* _Page excerpt_:
[Start of section]

Henry Holt & Company: 2/16/16
eBook review copy; 224 pages
We've Already Gone This Far by Patrick Dacey is a highly recommended, impressive debut collection of 13 interconnected short stories.
Most of the stories are set in the small town of Wequaquet, Massachusetts, or the characters are from Wequaquet. Several of the characters appear in more than one story, which enhances the effect of the individual stories and makes the emotional impact of the collection stronger when considering the whole collection in totality. There is a wistful poignancy in several of the stories - parts are funny and yet heartbreaking. These stories deal with small town life, the reality and the tough times, the struggles and minor victories, the petty grievances and accomplishments but Dacey has compassion for his characters.
The writing is superb is this collection. I fully enjoyed the majority of the stories. There were only a couple stories that were a miss for me.
Patriots: A neighbor closely watches and passes judgement on her neighbor across the street who has flags out to support the troops and her son. "[S]he’s a hairstylist—actually a haircutter. She works at Uppercuts, and what they did to my hair once was not styling."
To Feel Again the Kind of Love That Hurts Something Terrible: An alcoholic father drives his son, Kenny, to a date. His son seems to be on the autism spectrum. "He started over, from the beginning. Because it had to be right, or else everything would go wrong. Casanova! He stood up and walked over to the dying maple near the edge of the lawn. Leaves fell in the slight breeze. He plucked a few from the ground, crumpled them in his hand, and shoved the bits into his mouth. The orange ones tasted best. There weren’t many orange ones left."
Downhill: "Jasper was born blind. He’s four years old now and very curious. I make up a lot of things."A father tries to make the world exciting for his blind son.
Friend of Mine: Coach Linnehan shoots the bunnies playing in his yard while a young man watches. The two end up bonding during an odd day.
Never So Sweet: A young boy's uncle is killed and his girlfriend, Tutti, stays at their house.
Ballad: A song writer talking to his baby. "it’s her birthday she doesn’t want a slit-your-wrists song and she doesn’t want some loopy gumball sing- along a ballad of course ballad in D too light ballad in E minor too dark ballad in C C to F to D C to F to G something’s missing C to F to A minor to G that’s it that makes sense there’s a balance there okay C to F to A minor to G for a while and squawking squawking why are you upset buddy why are you hiccuping now and that cute- as-hell... "
The Place You Are Going To: "Wallace Prager left Wequaquet early Sunday morning and drove three days straight, making good time to Buffalo Gap and Rapid City before heading south toward Casper, Wyoming." A man promises to send postcards to his daughter.

[End of section]

* _Provided data_:
[Start of section]

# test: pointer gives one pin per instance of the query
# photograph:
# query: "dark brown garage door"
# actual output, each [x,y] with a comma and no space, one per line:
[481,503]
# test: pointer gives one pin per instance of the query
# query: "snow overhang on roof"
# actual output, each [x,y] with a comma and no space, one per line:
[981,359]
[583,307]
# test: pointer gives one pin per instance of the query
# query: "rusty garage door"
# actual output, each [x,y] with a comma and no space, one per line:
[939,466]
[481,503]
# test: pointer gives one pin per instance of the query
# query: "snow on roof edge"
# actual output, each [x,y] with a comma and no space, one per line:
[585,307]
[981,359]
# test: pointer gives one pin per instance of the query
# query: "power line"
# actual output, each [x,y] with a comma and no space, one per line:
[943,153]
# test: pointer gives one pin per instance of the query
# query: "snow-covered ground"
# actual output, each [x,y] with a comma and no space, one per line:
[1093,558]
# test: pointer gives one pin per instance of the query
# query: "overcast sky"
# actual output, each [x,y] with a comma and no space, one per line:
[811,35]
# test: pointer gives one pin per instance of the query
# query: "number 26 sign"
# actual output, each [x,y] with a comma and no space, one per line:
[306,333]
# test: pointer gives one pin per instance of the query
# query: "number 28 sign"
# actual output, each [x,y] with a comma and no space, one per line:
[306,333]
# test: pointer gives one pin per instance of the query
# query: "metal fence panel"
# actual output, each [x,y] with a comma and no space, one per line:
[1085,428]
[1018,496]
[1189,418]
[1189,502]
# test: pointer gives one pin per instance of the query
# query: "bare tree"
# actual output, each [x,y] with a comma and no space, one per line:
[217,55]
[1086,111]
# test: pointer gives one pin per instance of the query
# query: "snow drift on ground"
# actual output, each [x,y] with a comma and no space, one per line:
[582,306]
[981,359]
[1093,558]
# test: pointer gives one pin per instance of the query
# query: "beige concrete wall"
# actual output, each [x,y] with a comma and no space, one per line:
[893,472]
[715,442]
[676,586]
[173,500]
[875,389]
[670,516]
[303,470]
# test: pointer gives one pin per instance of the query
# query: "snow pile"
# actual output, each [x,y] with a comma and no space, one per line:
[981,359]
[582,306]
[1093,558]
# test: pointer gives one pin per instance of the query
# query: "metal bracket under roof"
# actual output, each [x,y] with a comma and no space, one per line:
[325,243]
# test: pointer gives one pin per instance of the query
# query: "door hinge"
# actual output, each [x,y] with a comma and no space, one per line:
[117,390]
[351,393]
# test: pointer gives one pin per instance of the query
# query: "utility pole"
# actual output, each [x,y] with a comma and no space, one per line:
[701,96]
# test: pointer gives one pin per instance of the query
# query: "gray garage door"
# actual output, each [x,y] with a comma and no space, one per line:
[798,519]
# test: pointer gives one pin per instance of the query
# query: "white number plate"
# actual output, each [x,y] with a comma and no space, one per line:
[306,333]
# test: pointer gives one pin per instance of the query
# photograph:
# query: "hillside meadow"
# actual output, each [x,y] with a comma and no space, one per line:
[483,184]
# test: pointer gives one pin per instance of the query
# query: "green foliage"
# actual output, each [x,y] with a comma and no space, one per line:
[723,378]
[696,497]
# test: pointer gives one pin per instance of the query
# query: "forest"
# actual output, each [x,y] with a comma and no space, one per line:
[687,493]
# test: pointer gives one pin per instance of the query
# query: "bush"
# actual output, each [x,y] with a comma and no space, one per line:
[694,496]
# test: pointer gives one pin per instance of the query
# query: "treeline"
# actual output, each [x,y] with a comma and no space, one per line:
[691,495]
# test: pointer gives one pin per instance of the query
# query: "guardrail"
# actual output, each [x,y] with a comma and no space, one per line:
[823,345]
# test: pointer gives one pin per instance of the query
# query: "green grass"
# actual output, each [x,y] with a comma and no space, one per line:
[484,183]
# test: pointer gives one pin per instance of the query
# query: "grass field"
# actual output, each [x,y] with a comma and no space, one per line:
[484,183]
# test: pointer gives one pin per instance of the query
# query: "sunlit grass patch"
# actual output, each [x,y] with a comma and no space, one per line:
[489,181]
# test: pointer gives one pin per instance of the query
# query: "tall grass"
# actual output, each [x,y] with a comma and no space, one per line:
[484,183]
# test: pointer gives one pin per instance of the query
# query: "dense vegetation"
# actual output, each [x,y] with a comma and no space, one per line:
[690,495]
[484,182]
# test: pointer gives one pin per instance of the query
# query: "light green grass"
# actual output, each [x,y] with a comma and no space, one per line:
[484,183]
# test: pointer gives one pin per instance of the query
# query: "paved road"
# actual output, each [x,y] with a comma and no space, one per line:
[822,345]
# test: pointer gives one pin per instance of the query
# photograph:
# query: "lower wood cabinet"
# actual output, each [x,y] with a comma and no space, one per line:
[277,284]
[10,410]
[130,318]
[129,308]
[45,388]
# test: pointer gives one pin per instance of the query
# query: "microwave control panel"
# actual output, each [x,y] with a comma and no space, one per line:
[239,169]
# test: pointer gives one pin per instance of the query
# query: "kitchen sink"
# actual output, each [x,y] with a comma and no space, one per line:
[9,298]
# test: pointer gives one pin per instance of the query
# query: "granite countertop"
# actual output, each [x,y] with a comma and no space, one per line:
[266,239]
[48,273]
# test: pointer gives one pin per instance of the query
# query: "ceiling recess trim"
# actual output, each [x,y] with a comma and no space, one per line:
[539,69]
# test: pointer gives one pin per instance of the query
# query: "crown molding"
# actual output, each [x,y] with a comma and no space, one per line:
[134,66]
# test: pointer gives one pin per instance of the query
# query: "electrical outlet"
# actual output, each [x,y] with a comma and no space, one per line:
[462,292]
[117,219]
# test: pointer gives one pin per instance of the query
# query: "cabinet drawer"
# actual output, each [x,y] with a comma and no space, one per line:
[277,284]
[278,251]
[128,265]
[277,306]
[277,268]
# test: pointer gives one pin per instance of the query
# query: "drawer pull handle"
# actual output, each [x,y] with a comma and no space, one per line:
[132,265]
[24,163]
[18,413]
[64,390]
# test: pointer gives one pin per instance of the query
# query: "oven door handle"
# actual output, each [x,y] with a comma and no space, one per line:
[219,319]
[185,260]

[End of section]

* _What you will do_:
A. Answer these questions about the book review:
(i) How many short stories does the collection contain?
(ii) In "Patriots," where does the neighbor with the flags work?
(iii) In "Downhill," what is the blind son's name?
B. Write out the stretch of the book review from "Most of the" through "for his characters.".
C. List the titles of all the stories that the book review describes one by one.

* _Activity answers_:
A.
(i) 13
(ii) Uppercuts
(iii) Jasper

B.
Most of the stories are set in the small town of Wequaquet, Massachusetts, or the characters are from Wequaquet. Several of the characters appear in more than one story, which enhances the effect of the individual stories and makes the emotional impact of the collection stronger when considering the whole collection in totality. There is a wistful poignancy in several of the stories - parts are funny and yet heartbreaking. These stories deal with small town life, the reality and the tough times, the struggles and minor victories, the petty grievances and accomplishments but Dacey has compassion for his characters.

C.
- Patriots
- To Feel Again the Kind of Love That Hurts Something Terrible
- Downhill
- Friend of Mine
- Never So Sweet
- Ballad
- The Place You Are Going To